╔══

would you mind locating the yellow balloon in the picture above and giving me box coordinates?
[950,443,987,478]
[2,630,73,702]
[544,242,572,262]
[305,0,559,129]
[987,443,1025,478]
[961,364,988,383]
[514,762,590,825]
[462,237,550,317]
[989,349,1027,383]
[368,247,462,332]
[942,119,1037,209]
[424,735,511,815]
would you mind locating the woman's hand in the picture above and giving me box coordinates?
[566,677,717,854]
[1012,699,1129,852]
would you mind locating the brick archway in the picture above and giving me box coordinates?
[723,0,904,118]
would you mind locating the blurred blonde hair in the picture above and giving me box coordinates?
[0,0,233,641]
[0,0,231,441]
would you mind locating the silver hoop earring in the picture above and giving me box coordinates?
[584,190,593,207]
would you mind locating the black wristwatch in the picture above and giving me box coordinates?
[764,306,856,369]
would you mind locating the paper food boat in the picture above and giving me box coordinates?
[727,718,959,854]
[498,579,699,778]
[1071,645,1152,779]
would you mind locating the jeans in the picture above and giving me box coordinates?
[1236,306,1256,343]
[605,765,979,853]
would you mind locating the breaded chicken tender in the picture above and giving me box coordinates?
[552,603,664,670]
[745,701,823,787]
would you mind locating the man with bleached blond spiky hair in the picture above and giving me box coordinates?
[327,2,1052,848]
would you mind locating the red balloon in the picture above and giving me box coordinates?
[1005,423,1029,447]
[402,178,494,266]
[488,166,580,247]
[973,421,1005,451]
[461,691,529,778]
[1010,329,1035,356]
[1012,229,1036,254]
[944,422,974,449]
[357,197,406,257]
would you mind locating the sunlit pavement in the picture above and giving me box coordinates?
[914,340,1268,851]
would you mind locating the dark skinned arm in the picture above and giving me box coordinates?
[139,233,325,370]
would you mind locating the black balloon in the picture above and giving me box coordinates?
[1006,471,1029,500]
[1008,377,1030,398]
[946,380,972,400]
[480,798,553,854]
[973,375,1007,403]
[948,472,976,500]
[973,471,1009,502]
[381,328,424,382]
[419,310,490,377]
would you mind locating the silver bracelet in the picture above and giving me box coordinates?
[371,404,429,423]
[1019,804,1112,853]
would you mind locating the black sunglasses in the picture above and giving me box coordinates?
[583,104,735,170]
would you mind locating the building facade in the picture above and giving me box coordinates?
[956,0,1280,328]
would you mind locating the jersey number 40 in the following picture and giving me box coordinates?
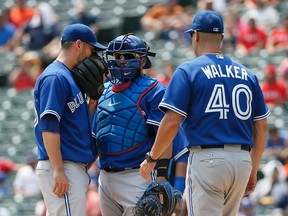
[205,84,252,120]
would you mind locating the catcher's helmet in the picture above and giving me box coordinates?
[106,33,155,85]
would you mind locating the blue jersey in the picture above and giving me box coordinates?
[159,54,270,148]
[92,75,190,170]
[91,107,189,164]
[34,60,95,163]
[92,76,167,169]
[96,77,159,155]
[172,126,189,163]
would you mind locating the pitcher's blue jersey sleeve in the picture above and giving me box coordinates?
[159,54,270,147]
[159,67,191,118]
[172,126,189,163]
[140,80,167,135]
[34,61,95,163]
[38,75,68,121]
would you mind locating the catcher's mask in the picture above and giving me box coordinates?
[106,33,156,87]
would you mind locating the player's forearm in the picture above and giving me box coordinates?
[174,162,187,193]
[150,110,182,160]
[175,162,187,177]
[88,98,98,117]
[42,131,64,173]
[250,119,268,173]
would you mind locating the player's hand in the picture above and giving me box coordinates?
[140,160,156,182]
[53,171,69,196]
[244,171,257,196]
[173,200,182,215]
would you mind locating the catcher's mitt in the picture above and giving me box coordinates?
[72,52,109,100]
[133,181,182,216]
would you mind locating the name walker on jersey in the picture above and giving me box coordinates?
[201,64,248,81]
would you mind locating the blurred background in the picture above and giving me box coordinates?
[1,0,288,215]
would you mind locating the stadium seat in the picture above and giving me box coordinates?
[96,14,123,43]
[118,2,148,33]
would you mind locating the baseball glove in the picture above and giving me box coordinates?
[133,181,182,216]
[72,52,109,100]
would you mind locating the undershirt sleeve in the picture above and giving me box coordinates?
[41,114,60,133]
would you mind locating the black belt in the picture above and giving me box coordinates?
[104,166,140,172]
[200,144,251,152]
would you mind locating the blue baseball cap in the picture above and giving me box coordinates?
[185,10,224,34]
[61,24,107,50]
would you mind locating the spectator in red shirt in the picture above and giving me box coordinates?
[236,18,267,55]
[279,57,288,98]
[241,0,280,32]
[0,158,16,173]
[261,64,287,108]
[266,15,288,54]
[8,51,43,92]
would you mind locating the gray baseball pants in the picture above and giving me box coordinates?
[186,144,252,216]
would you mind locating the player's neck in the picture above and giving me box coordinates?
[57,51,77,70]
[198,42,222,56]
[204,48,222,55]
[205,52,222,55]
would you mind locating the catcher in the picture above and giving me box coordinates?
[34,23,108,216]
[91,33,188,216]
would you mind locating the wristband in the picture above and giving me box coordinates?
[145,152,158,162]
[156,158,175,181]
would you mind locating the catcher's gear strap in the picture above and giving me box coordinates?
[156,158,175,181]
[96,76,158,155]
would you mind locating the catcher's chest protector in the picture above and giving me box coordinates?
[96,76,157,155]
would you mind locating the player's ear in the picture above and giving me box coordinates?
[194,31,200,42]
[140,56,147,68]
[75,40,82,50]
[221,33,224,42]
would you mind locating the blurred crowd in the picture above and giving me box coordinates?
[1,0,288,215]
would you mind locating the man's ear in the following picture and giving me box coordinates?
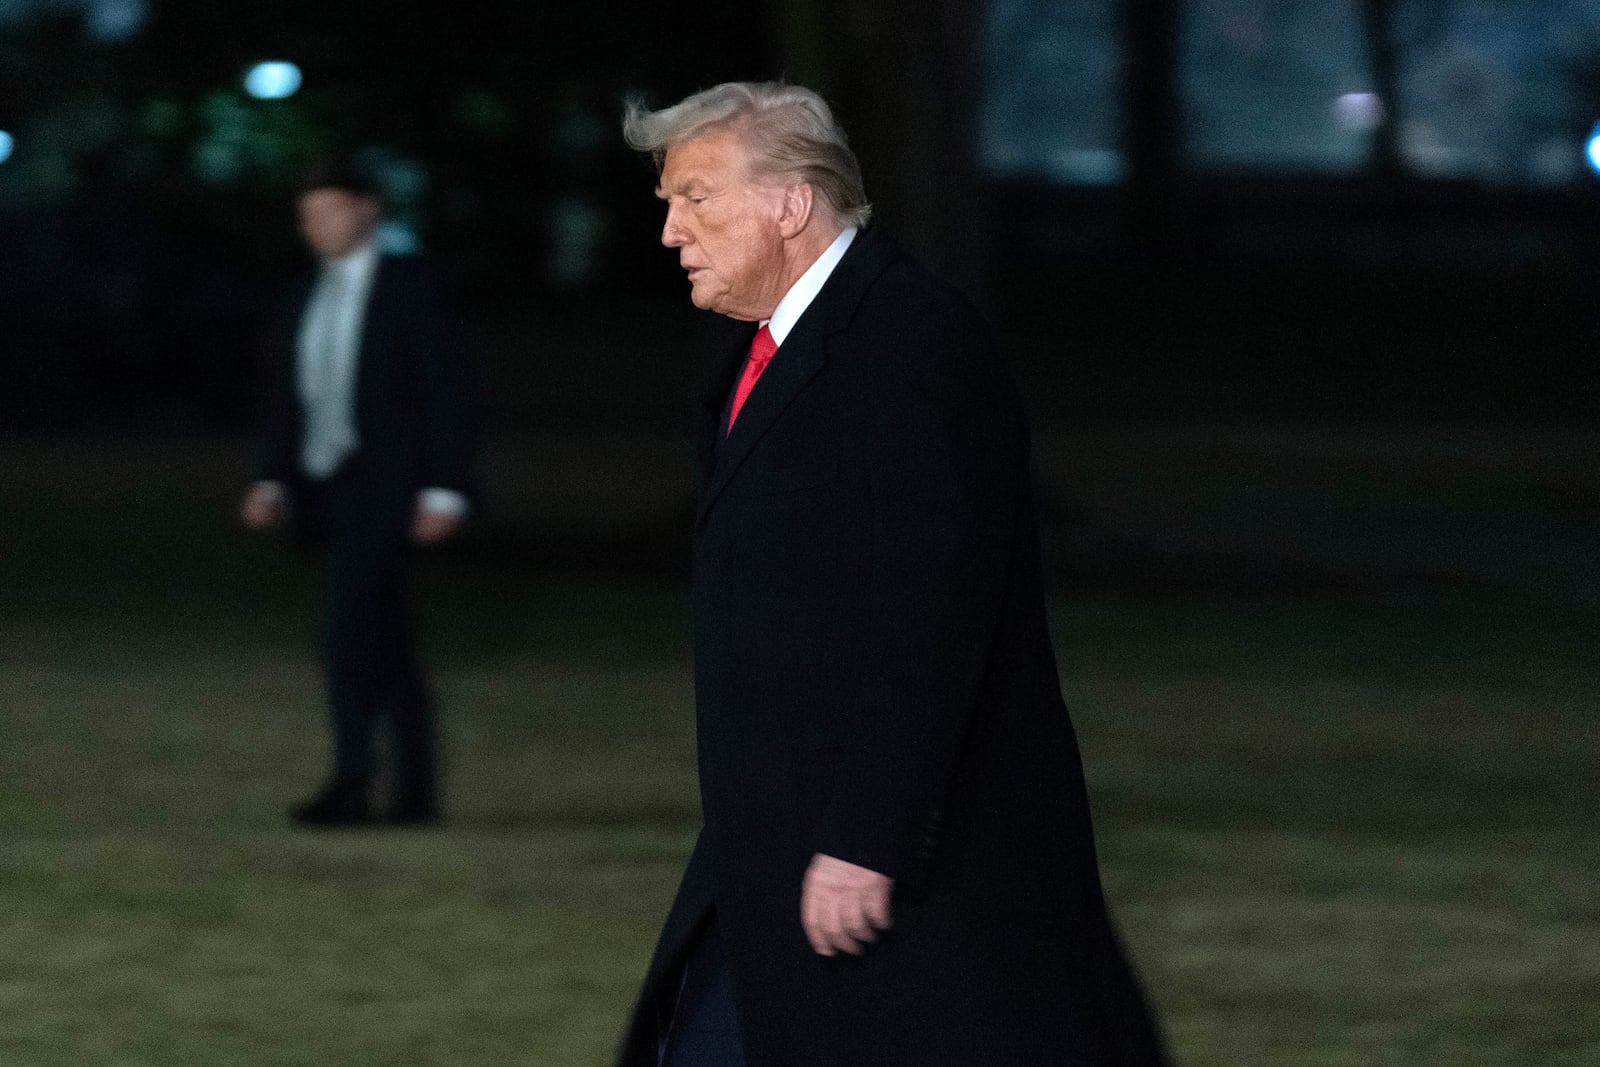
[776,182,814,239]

╚══

**Aim of the task:**
The preceding listing must be repeated exactly, with all images dropped.

**Answer:**
would you mind locating the yellow balloon in the picture above and giving me box coordinates?
[950,443,987,478]
[2,630,73,702]
[544,242,572,262]
[305,0,559,129]
[987,443,1025,478]
[961,364,988,383]
[514,762,590,825]
[462,237,550,317]
[989,349,1027,383]
[368,247,462,332]
[942,119,1037,209]
[424,735,511,815]
would you mind locating the woman's hand in the picture above and giving me box coordinates?
[566,677,717,854]
[1012,699,1129,852]
would you mind locating the brick archway in the picture above and giving me box coordinates?
[723,0,904,118]
would you mind locating the blurred blonde hair in the picture above and giving me box coordinates?
[0,0,233,641]
[0,0,231,441]
would you mind locating the silver hoop earring in the picture above and giving me box coordinates?
[584,190,593,207]
would you mind locating the black wristwatch in the picture above and giving me box coordinates?
[764,306,856,369]
would you mind locating the paper food boat in the picture above and giving me box coordinates?
[727,718,959,854]
[498,579,699,778]
[1071,645,1152,779]
would you mind locating the jeans in the picture above and giving me box coordinates?
[1236,306,1256,343]
[605,765,979,853]
would you mind locating the breaded chicken tender in the picture above and giving me box coordinates?
[552,603,664,670]
[745,701,823,787]
would you mind locating the man with bleached blond spiky hair in the picture above and giving me box coordinates?
[327,2,1052,848]
would you mind locating the red balloon in the picture above and giving me box coordinates?
[1005,423,1029,447]
[402,178,494,266]
[488,166,580,247]
[973,421,1005,451]
[461,691,529,778]
[1010,329,1035,356]
[1012,229,1036,254]
[944,422,974,449]
[357,197,406,257]
would you mind locating the sunlit pavement in the picture above and giving me box coordinates?
[914,340,1268,851]
would you mind locating the dark skinned arm in the picture above and giving me box coordinates?
[139,233,325,370]
would you mind locating the black balloon in the picture above and giving me box coordinates?
[1006,471,1029,500]
[1008,377,1030,398]
[946,380,972,400]
[480,798,553,854]
[973,375,1007,403]
[948,472,976,500]
[973,471,1009,502]
[381,328,424,382]
[419,310,490,377]
would you mind locating the silver bracelet in the picture above and giving me box coordinates?
[371,404,429,423]
[1019,804,1112,853]
would you mind locating the black sunglasses in the picture above and giving me box coordinates?
[583,104,735,170]
would you mind locating the building facade in the picture above and giving me box coordinates?
[956,0,1280,328]
would you mind locating the jersey number 40 in the following picture and giving me box coordinates?
[205,84,252,120]
would you mind locating the catcher's helmet in the picture above and giving me box coordinates?
[106,33,155,85]
would you mind locating the blue jersey in the picture above and giving me box coordinates?
[159,54,270,148]
[92,75,190,170]
[91,107,189,164]
[34,60,95,163]
[92,76,167,169]
[96,77,159,155]
[172,126,189,163]
would you mind locating the pitcher's blue jersey sleeve in the picture above and giving me box coordinates?
[159,54,270,147]
[159,67,191,118]
[172,126,189,163]
[140,80,167,135]
[34,61,95,163]
[38,75,68,121]
would you mind locating the catcher's mask in the picture above and giving me box coordinates?
[106,33,156,87]
would you mind locating the player's forearm in the picture above and giving me box coordinates?
[174,162,187,193]
[150,110,182,160]
[175,162,187,177]
[88,98,98,117]
[42,131,64,173]
[250,119,268,173]
would you mind locating the player's hand in the picture above and giving me box coordinates?
[140,160,156,182]
[53,171,69,196]
[244,171,257,196]
[173,200,182,215]
would you mind locating the catcher's mitt in the picture above and giving me box coordinates?
[72,52,109,100]
[133,181,182,216]
would you mind locating the name walker on jersey in the picture above and giving me box coordinates?
[201,64,248,81]
would you mind locating the blurred background in the picture above and giving me box coordinates?
[1,0,288,215]
would you mind locating the stadium seat in the picture above and giving me box coordinates?
[96,14,123,43]
[118,2,148,33]
would you mind locating the baseball glove in the picture above and giving me box coordinates?
[133,181,182,216]
[72,52,109,100]
would you mind locating the undershirt sleeve in the picture above and giving me box coordinates?
[41,114,60,133]
would you mind locating the black belt in the picture above and giving me box coordinates?
[104,166,140,172]
[200,144,251,152]
would you mind locating the blue baseball cap in the picture above and giving me box coordinates?
[185,10,224,34]
[61,24,107,50]
would you mind locating the spectator in red shirt in the picture above and giving me box coordinates?
[236,18,267,55]
[279,57,288,98]
[241,0,280,32]
[0,158,16,173]
[261,64,287,108]
[266,15,288,54]
[8,51,43,92]
would you mind locating the gray baseball pants in the picture above and giving me box coordinates?
[186,144,252,216]
would you mind locating the player's neck in the picture above and giving me box coordinates?
[57,51,77,70]
[198,42,222,56]
[204,48,222,55]
[205,52,222,55]
would you mind locating the catcher in the picture above and giving me box coordinates?
[34,23,108,216]
[91,33,188,216]
would you mind locating the wristband in the picture above and giving me box coordinates?
[145,152,158,162]
[156,158,175,181]
would you mind locating the catcher's gear strap in the picture above and giving me box coordinates?
[156,158,175,181]
[96,76,158,155]
would you mind locating the catcher's chest protector in the picture above and giving me box coordinates?
[96,76,157,155]
would you mind locating the player's ear in the picture above and giving me box coordinates?
[194,31,200,42]
[140,56,147,68]
[75,40,82,50]
[221,33,224,42]
would you mind locating the blurred crowd in the picture above and giving me box coordinates?
[1,0,288,215]
would you mind locating the man's ear in the following picture and giving me box coordinates?
[776,182,814,239]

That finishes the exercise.